> Work instructions:
All of the material must be duplicated exactly, line by line.

##### Source data

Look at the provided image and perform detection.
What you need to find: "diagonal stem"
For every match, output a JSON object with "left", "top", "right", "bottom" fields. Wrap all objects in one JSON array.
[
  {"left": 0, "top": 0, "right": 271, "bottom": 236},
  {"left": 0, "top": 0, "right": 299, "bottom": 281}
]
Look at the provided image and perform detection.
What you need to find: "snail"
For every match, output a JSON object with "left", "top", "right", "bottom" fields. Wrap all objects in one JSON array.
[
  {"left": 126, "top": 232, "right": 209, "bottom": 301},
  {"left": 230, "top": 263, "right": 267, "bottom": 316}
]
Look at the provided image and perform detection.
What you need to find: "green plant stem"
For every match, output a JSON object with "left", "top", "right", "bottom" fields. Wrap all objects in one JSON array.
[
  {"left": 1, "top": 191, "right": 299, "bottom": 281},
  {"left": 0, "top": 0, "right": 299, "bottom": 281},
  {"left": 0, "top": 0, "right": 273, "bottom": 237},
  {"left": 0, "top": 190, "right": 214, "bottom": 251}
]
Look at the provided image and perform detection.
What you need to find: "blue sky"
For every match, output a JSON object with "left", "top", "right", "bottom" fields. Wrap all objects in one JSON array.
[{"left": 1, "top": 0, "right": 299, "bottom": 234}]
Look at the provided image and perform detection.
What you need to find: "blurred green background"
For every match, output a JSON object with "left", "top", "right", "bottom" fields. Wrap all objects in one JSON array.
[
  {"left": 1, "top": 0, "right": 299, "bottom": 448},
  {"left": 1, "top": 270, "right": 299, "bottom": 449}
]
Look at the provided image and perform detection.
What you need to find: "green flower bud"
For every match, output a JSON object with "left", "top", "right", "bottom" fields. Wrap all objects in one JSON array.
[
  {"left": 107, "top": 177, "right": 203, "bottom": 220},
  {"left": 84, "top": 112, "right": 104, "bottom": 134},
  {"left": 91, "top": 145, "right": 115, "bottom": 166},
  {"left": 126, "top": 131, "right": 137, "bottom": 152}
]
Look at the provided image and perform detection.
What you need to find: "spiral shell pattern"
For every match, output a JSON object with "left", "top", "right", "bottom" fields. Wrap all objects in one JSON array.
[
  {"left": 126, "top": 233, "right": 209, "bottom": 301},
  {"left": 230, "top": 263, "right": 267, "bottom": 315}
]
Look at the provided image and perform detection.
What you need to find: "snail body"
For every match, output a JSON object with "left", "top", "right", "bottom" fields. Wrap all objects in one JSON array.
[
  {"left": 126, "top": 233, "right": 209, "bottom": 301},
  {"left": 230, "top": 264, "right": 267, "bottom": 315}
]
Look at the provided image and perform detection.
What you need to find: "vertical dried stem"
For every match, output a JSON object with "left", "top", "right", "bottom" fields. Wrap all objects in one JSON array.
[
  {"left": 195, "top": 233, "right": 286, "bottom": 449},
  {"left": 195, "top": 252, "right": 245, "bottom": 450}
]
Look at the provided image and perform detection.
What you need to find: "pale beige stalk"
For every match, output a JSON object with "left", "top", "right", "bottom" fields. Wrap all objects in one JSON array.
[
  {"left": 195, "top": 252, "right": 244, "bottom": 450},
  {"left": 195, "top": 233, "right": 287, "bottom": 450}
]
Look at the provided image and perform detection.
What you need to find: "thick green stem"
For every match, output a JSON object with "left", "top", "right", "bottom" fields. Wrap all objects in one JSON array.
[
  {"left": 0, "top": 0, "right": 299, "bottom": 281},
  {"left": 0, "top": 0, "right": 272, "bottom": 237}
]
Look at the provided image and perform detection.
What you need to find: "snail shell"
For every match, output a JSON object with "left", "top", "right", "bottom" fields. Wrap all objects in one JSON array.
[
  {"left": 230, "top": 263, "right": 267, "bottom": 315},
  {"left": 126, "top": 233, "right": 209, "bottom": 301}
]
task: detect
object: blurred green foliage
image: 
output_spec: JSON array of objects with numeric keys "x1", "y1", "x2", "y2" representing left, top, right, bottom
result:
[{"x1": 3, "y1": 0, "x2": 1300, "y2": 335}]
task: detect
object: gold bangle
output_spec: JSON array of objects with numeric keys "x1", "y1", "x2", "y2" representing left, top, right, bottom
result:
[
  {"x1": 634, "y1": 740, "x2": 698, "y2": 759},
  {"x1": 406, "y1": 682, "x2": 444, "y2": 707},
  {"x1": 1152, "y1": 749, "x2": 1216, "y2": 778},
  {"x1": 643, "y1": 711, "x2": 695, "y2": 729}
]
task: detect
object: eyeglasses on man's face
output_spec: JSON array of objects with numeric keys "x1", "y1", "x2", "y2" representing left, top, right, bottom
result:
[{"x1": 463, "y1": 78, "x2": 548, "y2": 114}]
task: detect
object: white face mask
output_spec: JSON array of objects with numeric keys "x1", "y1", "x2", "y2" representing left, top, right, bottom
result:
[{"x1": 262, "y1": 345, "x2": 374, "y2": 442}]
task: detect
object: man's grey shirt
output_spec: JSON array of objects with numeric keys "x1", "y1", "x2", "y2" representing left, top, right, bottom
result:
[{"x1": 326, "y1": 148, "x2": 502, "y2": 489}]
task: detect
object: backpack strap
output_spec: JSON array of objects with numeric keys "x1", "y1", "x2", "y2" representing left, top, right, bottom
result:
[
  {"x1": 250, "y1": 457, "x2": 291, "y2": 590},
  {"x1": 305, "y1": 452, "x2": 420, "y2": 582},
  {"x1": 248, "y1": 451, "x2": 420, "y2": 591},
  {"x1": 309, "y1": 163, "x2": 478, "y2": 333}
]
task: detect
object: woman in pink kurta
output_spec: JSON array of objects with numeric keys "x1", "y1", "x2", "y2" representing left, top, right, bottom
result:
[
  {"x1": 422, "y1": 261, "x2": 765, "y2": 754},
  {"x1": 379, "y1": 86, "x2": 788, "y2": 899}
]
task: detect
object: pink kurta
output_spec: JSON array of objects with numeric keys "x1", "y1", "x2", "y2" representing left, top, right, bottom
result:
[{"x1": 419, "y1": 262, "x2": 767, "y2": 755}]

##########

> Written response:
Look at the provided image and perform detection.
What you need to find: "diagonal stem"
For every match, output a JSON object with "left", "top", "right", "bottom" fields. Wrap all objects in one JSON array.
[
  {"left": 0, "top": 0, "right": 271, "bottom": 236},
  {"left": 0, "top": 0, "right": 299, "bottom": 281}
]
Look at the provided image and perform detection.
What you need to find: "snail"
For every match, output a JSON object with "left", "top", "right", "bottom" fields. Wrap all objects in one JSON array.
[
  {"left": 126, "top": 232, "right": 209, "bottom": 301},
  {"left": 230, "top": 263, "right": 267, "bottom": 316}
]
Look at the provided image and perform detection.
What you need to find: "green plant stem"
For every match, output a JSON object with "left", "top", "right", "bottom" fields. Wrap all objects in one JSON array.
[
  {"left": 1, "top": 191, "right": 299, "bottom": 281},
  {"left": 0, "top": 0, "right": 299, "bottom": 281},
  {"left": 0, "top": 0, "right": 273, "bottom": 237},
  {"left": 0, "top": 190, "right": 214, "bottom": 251}
]
Look at the provided image and perform detection.
What you need to find: "blue sky"
For every match, output a JSON object with "left", "top", "right", "bottom" fields. Wrap all objects in one JSON array.
[{"left": 1, "top": 0, "right": 299, "bottom": 234}]
Look at the provided image and perform detection.
What you need to find: "blurred green background"
For every match, output a JSON object with "left", "top", "right", "bottom" fields. Wrap all objects in one JSON array.
[
  {"left": 1, "top": 0, "right": 299, "bottom": 448},
  {"left": 1, "top": 270, "right": 299, "bottom": 449}
]
Look at the provided image and perform detection.
What you need to find: "green flower bud"
For every match, output a JSON object with "left", "top", "right", "bottom" fields. Wrap all objects in one JSON array.
[
  {"left": 107, "top": 177, "right": 203, "bottom": 220},
  {"left": 84, "top": 112, "right": 104, "bottom": 134},
  {"left": 91, "top": 145, "right": 115, "bottom": 166},
  {"left": 126, "top": 131, "right": 137, "bottom": 152}
]
Look at the provided image and perform detection.
What you need to find: "spiral shell pattern"
For every match, output a JSON object with "left", "top", "right", "bottom" fields. Wrap all objects in one JSON array.
[
  {"left": 126, "top": 233, "right": 209, "bottom": 301},
  {"left": 230, "top": 263, "right": 267, "bottom": 315}
]
Look at the provided image and perform detection.
What you need to find: "snail body"
For every match, output a JSON object with "left", "top", "right", "bottom" fields. Wrap all objects in one JSON array.
[
  {"left": 126, "top": 233, "right": 209, "bottom": 301},
  {"left": 230, "top": 264, "right": 267, "bottom": 315}
]
Look at the provided image and perform detection.
What you need to find: "vertical dried stem"
For every match, output a JSON object with "left", "top", "right", "bottom" fields. Wrap all objects in one JSON array.
[
  {"left": 195, "top": 233, "right": 286, "bottom": 449},
  {"left": 195, "top": 252, "right": 245, "bottom": 450}
]
Look at the provided image and perform detection.
What you need to find: "pale beige stalk"
For every match, output a JSON object with "left", "top", "right", "bottom" fields. Wrap all objects in one JSON array.
[
  {"left": 195, "top": 252, "right": 244, "bottom": 450},
  {"left": 195, "top": 233, "right": 287, "bottom": 450}
]
Look at the provided image and perform detection.
What you need to find: "thick green stem"
For every match, output a JSON object with "left", "top", "right", "bottom" fields. Wrap all objects in one JSON array.
[
  {"left": 0, "top": 0, "right": 299, "bottom": 281},
  {"left": 0, "top": 0, "right": 272, "bottom": 237}
]
Look at the provided image and perform detection.
What you need to find: "snail shell"
For every match, output a JSON object with "left", "top", "right", "bottom" fields. Wrap all objects in one JSON array.
[
  {"left": 230, "top": 263, "right": 267, "bottom": 315},
  {"left": 126, "top": 233, "right": 209, "bottom": 301}
]
task: detect
object: blurred green foliage
image: 
output_spec: JSON array of objects with numeric keys "x1", "y1", "x2", "y2" representing left, top, right, bottom
result:
[{"x1": 3, "y1": 0, "x2": 1300, "y2": 335}]
task: detect
object: gold bangle
output_spec: JSON array of objects with numeric keys "x1", "y1", "x2", "y2" representing left, top, right, bottom
result:
[
  {"x1": 634, "y1": 740, "x2": 698, "y2": 759},
  {"x1": 406, "y1": 682, "x2": 444, "y2": 707},
  {"x1": 1152, "y1": 749, "x2": 1216, "y2": 778},
  {"x1": 643, "y1": 711, "x2": 695, "y2": 729}
]
task: detect
object: eyeglasses on man's face
output_spec: JSON array of objects with numeric keys "x1", "y1", "x2", "y2" representing left, top, right, bottom
result:
[{"x1": 463, "y1": 78, "x2": 548, "y2": 114}]
task: detect
object: white face mask
output_spec: JSON array of objects with numeric keys "x1", "y1", "x2", "y2" representing left, top, right, bottom
result:
[{"x1": 262, "y1": 345, "x2": 374, "y2": 442}]
task: detect
object: man's grey shirt
output_spec: JSON array of objects with numeric keys "x1", "y1", "x2", "y2" representing left, top, right, bottom
result:
[{"x1": 326, "y1": 148, "x2": 502, "y2": 489}]
task: detect
object: backpack strap
output_spec: JSON array of objects with numeric keys "x1", "y1", "x2", "y2" representing left, top, right, bottom
result:
[
  {"x1": 250, "y1": 457, "x2": 291, "y2": 590},
  {"x1": 305, "y1": 452, "x2": 420, "y2": 582},
  {"x1": 248, "y1": 451, "x2": 420, "y2": 591},
  {"x1": 309, "y1": 163, "x2": 478, "y2": 333}
]
task: detect
object: woman in pink kurta
output_spec: JSON array of objects with numeric keys "x1", "y1", "x2", "y2" representing left, top, right, bottom
result:
[
  {"x1": 422, "y1": 261, "x2": 765, "y2": 754},
  {"x1": 379, "y1": 86, "x2": 788, "y2": 899}
]
task: detect
object: pink kurta
output_spec: JSON array of objects with numeric keys "x1", "y1", "x2", "y2" representing left, top, right, bottom
result:
[{"x1": 419, "y1": 262, "x2": 767, "y2": 755}]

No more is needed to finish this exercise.